» RECORDS FOR THIS EXERCISE:
* begin *

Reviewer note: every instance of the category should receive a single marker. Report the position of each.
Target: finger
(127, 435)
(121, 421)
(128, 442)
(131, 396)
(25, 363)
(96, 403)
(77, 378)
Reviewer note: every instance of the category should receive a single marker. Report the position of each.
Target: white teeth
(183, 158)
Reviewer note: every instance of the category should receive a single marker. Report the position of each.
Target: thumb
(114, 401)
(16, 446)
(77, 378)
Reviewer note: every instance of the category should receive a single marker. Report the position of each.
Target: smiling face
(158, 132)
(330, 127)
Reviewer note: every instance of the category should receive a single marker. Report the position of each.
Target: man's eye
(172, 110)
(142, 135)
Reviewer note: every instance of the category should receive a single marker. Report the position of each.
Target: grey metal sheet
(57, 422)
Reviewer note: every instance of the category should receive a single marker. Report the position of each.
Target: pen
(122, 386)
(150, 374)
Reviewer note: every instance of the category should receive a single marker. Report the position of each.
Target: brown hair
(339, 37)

* end *
* begin *

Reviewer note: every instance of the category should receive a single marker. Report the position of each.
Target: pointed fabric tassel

* end *
* begin *

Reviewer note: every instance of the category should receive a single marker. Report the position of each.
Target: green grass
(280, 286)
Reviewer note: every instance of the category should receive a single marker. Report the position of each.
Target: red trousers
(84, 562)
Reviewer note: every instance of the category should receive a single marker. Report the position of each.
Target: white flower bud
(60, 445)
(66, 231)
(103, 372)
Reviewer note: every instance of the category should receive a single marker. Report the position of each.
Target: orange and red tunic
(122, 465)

* end *

» INSTRUCTIONS TO FOLLOW:
Identify every line of the records above that contains the string "white", and copy each of those lines. Case counts.

» ANSWER TO THE TASK:
Target: white teeth
Target: white flower bud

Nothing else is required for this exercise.